WYBRANY FRAGMENT:
■ ■ ■ ■

Kiedy Sługa Boży Romano Guardini zastanawiał się, z jakiego powodu ludzie w średniowieczu nie mieli takich trudności w wierze, jakie trapią współczesnych, doszedł do interesującego wniosku: łatwiej im było wierzyć, bo po prostu dużo się modlili. W ten sposób pokazywali swoim życiem, że wiara nie jest jakąś abstrakcją, ale przenika życie, staje się niejako „boskim chlebem powszednim”. A dziś? Jaki jest choćby sens modlitwy o dobrą pogodę, skoro w różnych stacjach telewizyjnych, na kanałach internetowych czy aplikacjach możemy znaleźć prognozę długoterminową?

■ ■ ■ ■

SPRAWDŹ ZROZUMIENIE:
• 1. Do jakiego wniosku doszedł Romano Guardini według fragmentu?
• 2. Wypisz z fragmentu dosłownie wszystko od słów „Kiedy Sługa Boży” aż po słowa „znaleźć prognozę długoterminową?”.
• 3. Dlaczego według fragmentu można dziś pytać o sens modlitwy o dobrą pogodę?

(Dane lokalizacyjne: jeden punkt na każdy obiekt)

■ ■ ■ ■

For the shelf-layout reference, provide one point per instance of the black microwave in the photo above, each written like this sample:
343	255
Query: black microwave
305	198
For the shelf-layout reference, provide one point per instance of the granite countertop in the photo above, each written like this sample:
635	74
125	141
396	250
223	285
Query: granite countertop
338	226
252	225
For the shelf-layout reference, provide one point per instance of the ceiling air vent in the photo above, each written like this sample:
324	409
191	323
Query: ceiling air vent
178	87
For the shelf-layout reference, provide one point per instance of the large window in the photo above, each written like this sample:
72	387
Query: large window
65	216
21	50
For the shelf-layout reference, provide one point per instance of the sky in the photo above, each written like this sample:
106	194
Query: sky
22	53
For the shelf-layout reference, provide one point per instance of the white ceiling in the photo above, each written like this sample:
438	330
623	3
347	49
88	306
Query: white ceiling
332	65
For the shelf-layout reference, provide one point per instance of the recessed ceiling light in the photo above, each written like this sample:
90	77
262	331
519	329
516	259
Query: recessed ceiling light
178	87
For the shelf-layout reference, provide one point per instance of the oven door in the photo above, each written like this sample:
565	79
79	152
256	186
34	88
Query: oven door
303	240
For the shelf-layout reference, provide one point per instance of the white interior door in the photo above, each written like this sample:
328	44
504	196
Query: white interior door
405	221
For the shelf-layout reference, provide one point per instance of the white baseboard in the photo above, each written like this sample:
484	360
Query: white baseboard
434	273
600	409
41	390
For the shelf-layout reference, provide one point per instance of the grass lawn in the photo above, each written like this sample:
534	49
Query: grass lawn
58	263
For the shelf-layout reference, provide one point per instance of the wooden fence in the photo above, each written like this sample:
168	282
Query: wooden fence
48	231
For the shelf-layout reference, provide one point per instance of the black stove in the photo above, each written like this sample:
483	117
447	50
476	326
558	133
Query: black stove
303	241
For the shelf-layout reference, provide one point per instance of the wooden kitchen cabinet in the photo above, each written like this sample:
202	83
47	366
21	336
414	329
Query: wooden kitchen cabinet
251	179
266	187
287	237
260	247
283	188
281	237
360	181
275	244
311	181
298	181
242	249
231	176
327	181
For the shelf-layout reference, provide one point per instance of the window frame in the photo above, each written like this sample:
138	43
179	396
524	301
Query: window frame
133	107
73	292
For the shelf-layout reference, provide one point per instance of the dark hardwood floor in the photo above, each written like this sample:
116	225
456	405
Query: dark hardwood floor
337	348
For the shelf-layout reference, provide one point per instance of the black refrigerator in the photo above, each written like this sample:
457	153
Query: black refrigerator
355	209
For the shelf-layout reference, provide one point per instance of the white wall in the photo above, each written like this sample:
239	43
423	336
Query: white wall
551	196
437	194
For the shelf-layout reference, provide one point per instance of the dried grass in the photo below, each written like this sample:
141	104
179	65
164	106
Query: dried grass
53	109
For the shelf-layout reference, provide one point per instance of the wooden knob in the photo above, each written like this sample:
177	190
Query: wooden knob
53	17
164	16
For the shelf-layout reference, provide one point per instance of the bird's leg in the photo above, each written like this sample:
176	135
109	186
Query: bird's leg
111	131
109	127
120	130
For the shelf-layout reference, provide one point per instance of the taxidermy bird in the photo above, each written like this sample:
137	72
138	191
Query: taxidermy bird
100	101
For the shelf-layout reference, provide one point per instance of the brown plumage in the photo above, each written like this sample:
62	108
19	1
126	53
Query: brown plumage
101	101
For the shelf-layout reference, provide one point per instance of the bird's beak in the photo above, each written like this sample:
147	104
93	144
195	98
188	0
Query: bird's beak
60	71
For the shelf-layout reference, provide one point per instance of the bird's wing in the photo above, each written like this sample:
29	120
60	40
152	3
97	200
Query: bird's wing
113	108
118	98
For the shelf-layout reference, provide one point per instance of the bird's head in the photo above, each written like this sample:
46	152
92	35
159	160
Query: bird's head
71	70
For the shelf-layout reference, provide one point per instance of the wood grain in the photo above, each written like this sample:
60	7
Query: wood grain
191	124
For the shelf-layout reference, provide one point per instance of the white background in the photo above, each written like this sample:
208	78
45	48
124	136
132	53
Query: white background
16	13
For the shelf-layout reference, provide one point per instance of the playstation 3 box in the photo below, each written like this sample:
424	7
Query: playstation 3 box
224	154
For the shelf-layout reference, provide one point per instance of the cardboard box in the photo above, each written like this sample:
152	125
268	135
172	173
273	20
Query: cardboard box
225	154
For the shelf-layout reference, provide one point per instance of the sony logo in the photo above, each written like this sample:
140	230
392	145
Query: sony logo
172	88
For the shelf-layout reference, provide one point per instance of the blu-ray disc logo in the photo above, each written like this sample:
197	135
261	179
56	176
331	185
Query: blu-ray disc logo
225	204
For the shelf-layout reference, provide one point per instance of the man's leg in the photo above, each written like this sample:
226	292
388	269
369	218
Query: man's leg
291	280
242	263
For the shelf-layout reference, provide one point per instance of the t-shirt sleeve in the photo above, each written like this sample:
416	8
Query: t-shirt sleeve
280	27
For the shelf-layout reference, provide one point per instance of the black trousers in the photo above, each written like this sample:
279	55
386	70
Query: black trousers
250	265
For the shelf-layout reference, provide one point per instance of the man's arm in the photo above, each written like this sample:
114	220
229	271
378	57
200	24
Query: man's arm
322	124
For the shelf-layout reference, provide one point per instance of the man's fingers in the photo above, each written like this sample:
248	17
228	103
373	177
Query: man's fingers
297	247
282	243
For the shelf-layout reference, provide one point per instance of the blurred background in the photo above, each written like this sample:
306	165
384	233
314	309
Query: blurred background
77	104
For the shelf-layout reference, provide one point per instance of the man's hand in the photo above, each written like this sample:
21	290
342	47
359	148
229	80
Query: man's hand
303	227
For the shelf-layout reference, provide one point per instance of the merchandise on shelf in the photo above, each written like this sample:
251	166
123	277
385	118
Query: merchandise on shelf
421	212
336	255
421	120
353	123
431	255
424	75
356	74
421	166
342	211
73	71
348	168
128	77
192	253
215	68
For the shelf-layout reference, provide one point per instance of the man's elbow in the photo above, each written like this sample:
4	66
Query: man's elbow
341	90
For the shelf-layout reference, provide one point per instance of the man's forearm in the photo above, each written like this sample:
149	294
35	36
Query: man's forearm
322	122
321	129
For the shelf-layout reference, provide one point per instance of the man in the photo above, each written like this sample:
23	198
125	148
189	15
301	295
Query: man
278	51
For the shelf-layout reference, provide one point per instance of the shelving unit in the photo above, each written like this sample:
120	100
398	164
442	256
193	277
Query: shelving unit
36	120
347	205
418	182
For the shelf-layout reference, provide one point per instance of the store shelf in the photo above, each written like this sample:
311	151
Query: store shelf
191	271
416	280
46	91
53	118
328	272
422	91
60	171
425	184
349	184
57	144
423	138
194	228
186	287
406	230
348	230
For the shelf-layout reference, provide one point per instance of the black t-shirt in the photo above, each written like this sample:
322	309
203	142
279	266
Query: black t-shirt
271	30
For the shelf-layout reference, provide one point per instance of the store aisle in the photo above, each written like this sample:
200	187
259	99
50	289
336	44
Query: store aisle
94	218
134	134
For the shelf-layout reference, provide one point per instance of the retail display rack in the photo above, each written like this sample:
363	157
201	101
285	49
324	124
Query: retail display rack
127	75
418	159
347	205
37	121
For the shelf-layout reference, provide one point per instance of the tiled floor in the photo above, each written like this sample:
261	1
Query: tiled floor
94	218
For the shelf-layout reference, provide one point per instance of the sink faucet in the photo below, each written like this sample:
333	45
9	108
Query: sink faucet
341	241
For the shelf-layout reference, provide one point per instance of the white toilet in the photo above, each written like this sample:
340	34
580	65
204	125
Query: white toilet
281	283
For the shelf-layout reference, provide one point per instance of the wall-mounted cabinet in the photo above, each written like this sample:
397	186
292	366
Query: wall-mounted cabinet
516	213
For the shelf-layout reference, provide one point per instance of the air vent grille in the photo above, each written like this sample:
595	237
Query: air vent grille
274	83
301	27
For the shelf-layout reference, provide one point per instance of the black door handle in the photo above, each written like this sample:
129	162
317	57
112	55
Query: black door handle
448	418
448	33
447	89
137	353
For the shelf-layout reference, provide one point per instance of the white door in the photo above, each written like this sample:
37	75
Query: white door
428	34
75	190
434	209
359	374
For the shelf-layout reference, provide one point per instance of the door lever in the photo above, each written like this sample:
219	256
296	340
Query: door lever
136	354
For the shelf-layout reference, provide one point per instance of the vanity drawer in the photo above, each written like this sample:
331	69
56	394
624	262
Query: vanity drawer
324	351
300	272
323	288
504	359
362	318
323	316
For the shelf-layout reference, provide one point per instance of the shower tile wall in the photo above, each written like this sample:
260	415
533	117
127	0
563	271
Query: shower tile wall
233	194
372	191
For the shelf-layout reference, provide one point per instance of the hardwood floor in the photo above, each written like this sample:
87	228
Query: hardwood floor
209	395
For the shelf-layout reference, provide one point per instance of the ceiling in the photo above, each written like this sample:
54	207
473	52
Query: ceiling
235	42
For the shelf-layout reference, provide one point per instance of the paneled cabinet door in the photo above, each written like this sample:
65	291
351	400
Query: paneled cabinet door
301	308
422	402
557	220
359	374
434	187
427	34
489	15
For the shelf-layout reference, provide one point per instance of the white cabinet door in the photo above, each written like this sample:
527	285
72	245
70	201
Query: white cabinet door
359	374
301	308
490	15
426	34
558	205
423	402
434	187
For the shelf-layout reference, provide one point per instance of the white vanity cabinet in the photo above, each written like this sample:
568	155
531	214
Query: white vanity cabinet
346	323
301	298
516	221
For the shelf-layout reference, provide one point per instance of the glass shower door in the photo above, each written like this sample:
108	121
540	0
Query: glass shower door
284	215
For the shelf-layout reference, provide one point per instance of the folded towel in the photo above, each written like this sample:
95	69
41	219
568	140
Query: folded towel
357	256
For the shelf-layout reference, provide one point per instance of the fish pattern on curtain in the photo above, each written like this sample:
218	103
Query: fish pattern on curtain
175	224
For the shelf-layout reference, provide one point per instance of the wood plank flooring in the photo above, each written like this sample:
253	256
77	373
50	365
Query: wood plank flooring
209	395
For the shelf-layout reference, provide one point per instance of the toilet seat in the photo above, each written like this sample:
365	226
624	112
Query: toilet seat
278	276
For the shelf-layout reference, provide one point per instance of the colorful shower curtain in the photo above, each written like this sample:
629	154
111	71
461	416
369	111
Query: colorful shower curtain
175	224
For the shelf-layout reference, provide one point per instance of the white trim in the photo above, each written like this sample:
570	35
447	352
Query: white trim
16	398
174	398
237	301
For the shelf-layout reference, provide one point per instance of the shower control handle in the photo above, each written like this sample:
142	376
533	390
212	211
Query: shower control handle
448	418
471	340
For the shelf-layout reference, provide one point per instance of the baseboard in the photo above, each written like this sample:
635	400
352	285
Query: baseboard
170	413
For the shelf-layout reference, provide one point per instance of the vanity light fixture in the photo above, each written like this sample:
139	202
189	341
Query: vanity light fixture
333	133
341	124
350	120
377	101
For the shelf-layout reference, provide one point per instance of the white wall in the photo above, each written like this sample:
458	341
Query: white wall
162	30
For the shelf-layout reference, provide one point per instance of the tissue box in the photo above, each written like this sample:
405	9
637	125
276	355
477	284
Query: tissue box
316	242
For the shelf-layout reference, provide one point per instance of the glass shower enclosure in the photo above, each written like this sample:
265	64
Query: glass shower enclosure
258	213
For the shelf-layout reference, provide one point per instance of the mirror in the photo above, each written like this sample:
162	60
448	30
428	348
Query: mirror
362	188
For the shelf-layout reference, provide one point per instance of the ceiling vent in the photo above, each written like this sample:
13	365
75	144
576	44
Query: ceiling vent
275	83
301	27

■ ■ ■ ■

ODPOWIEDZI PISEMNE:
• 1. Uznał, że ludziom w średniowieczu łatwiej było wierzyć, bo po prostu dużo się modlili.

• 2.
Kiedy Sługa Boży Romano Guardini zastanawiał się, z jakiego powodu ludzie w średniowieczu nie mieli takich trudności w wierze, jakie trapią współczesnych, doszedł do interesującego wniosku: łatwiej im było wierzyć, bo po prostu dużo się modlili. W ten sposób pokazywali swoim życiem, że wiara nie jest jakąś abstrakcją, ale przenika życie, staje się niejako „boskim chlebem powszednim”. A dziś? Jaki jest choćby sens modlitwy o dobrą pogodę, skoro w różnych stacjach telewizyjnych, na kanałach internetowych czy aplikacjach możemy znaleźć prognozę długoterminową?

• 3. Prognozę długoterminową można znaleźć w różnych stacjach telewizyjnych, na kanałach internetowych czy w aplikacjach.